### Teks Bacaan:
· · · ·

Praktek pelaksanaan dalam asas tersebut dilakukan dengan mengumpulkan seluruh harta waris yang dinyatakan dalam nilai tertentu kemudian dibagikan kepada setiap ahli waris yang berhak menerima berdasarkan kadar bagian masing-masing. Dalam hal ini, pewaris berhak sepenuhnya terhadap bagian yang diperoleh tanpa terikat oleh ahli waris yang lain.

3. Asas persamaan hak dan perbedaan bagian

Hukum waris Islam tidak membedakan perbedaan antara laki-laki dan perempuan, baik berstatus masih kecil dan mereka yang sudah dewasa semua memiliki hak untuk mendapatkan warisan. Jadi persamaan hak ini dapat dilihat dari segi usia dan jenis kelamin. Perbedaannya hanya terletakpada bagian yang akan didapat setiap ahli waris. Hal ini disesuaikan dengan perbedaan proporsi beban kewajiban yang harus ditunaikan dalam keluarga.

4. Asas keadilan berimbang

Perkataan adil terdapat banyak dalam al-Qur’an. Oleh karena itu, kedudukannya sangat penting dalam sistem hukum Islam, termasuk hukum kewarisan di dalamnya. Oleh karena itu, dalam sistem ajaran Islam, keadilan itu adalah titik tolak, proses dan tujuan segala tindakan manusia.  

Dengan demikian, asas ini mengandung arti bahwa harus senantiasa terdapat keseimbangan antara hak dan kewajiban, antara hak yang diperoleh seseorang dengan kewajiban yang harus ditunaikannya.

· · · ·

### Data yang Diberikan:

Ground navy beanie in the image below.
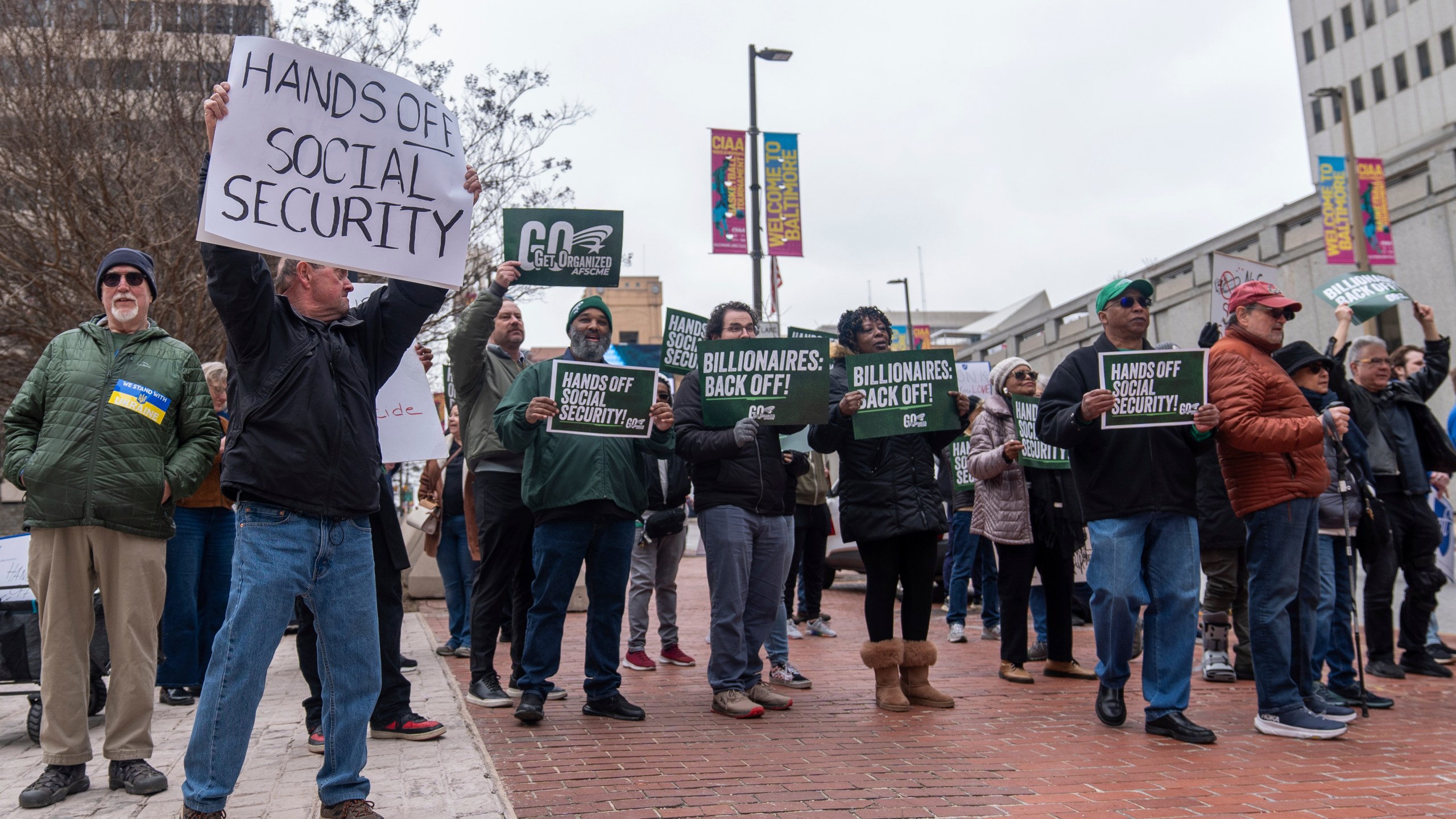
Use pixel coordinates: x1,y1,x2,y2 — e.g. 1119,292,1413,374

· · · ·

### Petunjuk Latihan:
Tuliskan lanjutan teks tentang asas-asas hukum waris Islam, mulai setelah kalimat terakhir yang ditampilkan. Materi tersebut tidak diperlukan untuk mengerjakan latihan ini.

### Jawaban:
Asas yang menyatakan bahwa kewarisan ada kalau ada yang meninggal dunia. Ini berarti bahwa kewarisan semata-mata sebagai akibat dari kematian seseorang. Menurut hukum kewarisan Islam, peralihan harta seseorang kepada orang lain yang disebut dengan nama kewarisan, terjadi setelah orang yang mempunyai harta itu meninggal dunia. Ini berarti bahwa harta seseorang tidak dapat beralih kepada orang lain dan disebut sebagai harta warisan, selama orang yang mempunyai harta itu masih hidup.

Berarti bahwa segala bentuk peralihan harta seseorang yang masih hidup kepada orang lain baik secara langsung maupun yang akan dilaksanakan kemudian sesudah kematiannya, tidak termasuk ke dalam kategori kewarisan menurut hukum Islam. Oleh karena itu hukum kewarisan islam hanya mengenal satu bentuk kewarisan saja, yaitu kewarisan sebagai akibat dari kematian seseorang. 

C. Penghalang Waris  


Dalam literatur fiqh dijelaskan mengenai penghalang untuk mendapatkan hak waris yaitu ada tiga, di antaranya:

  • Membunuh seperti yang diriwayatkan oleh Ibnu Majah dan an Nasai dari Qutaibah bahwa Rasulullah bersabda, orang yang membunuh tidak mewarisi.
  • Karena berbeda agama sebagaimana dikemukakan dalam hadits riwayat Bukhari dan Muslim bahwa Rosulullah bersabda, “tidak mewarisi orang muslim terhadap orang kafir dan orang kafir terhadap orang muslim”. Dalam fiqh konvensional, pembahasan mengenai perbedaan agama menjadi penghalang menerima waris, selain ditinjau dari faktor geografi dan wilayah politik yang tidak kondusif hubungan ismah dan perwalian juga menjadi alasan para ulama dalam membahas perbedaan agama. 
  • Perbudakan, meskipun pembahasannya sudah dianggap usang, namun dalam kitab fiqh masih membahasnya. Hal ini didasarkan pada Firman Allah dalam surat an Nahl ayat 7521. Ayat ini menegaskan bahwa seorang hamba tidak mempunyai kekuasaan apapun, sehingga kalaupun ia diberi hak waris maka pemiliknya lah yang akan menguasainya.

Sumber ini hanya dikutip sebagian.